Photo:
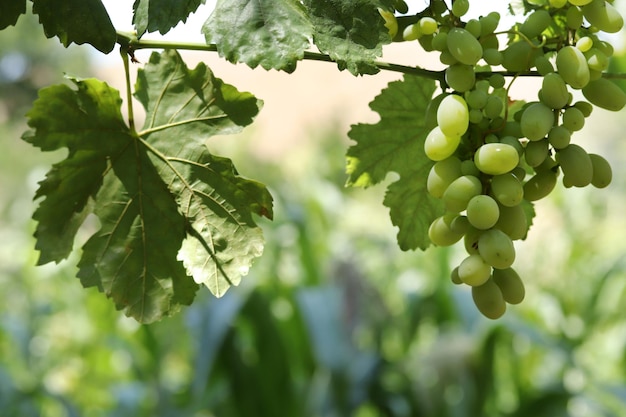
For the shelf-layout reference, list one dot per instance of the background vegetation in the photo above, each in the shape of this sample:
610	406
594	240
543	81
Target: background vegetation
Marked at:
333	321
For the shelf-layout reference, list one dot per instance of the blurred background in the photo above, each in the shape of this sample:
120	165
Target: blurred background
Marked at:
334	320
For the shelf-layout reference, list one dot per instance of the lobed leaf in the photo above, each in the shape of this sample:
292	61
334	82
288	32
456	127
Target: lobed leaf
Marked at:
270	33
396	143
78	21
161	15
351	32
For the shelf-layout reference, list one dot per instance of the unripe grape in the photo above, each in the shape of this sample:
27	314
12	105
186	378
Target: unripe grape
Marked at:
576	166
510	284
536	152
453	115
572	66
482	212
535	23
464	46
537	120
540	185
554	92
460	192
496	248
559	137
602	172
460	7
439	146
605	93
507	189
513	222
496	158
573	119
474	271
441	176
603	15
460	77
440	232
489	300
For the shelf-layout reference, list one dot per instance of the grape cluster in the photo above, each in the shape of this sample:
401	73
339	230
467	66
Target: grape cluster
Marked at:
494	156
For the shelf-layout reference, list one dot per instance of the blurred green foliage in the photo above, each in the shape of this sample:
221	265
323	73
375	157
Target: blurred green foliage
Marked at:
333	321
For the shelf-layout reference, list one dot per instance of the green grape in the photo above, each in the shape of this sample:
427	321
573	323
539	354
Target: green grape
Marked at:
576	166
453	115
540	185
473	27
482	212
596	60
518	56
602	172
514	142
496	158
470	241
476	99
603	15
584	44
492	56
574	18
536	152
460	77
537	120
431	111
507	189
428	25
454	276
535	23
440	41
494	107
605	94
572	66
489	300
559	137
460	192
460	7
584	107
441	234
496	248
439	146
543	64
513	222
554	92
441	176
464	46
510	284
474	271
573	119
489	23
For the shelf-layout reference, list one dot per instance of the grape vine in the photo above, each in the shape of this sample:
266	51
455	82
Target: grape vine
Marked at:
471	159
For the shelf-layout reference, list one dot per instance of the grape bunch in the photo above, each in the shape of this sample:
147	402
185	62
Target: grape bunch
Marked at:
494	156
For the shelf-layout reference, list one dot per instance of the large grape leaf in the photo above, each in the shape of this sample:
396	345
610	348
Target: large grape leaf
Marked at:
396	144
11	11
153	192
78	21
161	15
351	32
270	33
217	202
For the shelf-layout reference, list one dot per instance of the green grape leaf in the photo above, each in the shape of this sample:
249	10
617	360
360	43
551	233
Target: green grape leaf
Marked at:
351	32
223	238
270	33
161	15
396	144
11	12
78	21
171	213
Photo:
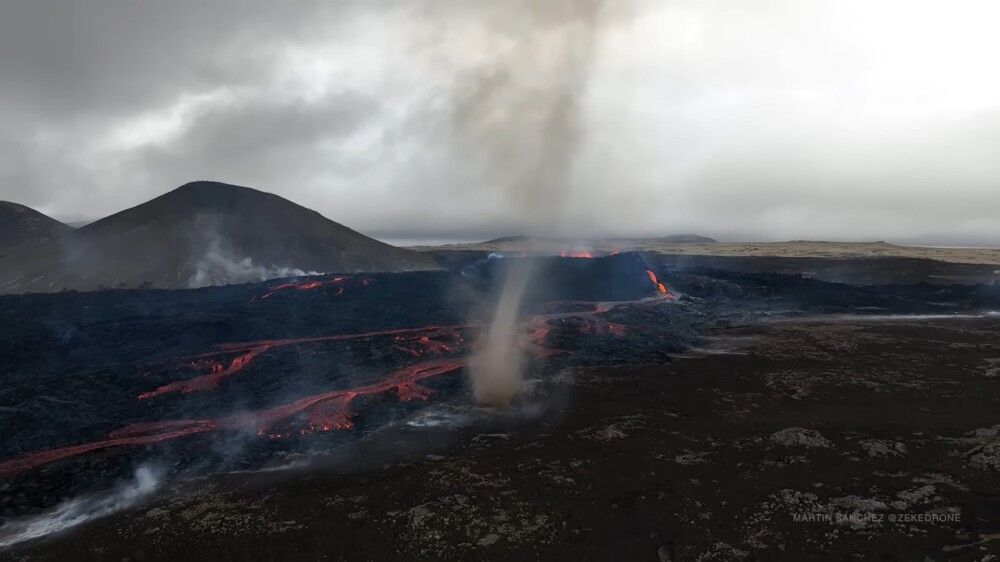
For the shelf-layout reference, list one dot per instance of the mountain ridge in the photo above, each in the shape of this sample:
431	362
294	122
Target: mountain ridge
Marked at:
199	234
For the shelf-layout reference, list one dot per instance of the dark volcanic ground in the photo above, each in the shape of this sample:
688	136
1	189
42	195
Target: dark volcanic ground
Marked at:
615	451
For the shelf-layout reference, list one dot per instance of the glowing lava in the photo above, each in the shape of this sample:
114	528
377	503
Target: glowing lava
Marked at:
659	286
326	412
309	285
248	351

==

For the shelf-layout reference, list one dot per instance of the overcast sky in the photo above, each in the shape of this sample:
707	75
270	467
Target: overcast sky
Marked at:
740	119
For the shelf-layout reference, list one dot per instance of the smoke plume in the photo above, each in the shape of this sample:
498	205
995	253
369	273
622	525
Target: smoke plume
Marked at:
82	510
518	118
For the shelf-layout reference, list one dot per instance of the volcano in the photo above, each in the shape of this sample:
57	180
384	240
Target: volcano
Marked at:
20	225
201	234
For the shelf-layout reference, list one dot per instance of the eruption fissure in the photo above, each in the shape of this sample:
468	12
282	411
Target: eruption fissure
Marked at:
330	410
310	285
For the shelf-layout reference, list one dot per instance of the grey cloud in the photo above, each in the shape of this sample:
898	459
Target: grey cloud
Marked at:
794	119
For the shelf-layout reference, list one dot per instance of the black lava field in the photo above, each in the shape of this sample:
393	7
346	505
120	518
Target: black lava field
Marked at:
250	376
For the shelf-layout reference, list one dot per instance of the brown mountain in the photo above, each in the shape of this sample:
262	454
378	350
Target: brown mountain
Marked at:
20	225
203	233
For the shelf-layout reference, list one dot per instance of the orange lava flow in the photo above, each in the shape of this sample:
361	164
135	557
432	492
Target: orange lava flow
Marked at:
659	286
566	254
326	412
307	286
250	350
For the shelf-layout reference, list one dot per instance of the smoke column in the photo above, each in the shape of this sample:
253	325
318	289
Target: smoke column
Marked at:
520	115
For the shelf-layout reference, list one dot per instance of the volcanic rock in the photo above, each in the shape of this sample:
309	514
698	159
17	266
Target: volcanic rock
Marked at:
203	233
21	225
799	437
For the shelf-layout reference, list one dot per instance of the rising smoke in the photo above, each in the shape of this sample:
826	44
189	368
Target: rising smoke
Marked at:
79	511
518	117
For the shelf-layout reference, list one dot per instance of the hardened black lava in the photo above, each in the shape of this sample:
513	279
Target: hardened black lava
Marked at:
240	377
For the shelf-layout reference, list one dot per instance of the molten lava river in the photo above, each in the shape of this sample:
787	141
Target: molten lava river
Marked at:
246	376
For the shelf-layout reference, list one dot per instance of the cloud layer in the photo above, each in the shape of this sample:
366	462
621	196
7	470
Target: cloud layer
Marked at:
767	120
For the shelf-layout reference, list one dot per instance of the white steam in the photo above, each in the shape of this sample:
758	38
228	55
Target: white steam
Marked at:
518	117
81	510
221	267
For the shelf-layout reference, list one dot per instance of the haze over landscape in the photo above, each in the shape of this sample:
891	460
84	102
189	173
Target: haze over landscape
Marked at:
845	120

▸ **Aim of the exercise**: Count the lines in the items above that contain the word "plume", and reply with that number alone.

▸ **Answer**: 2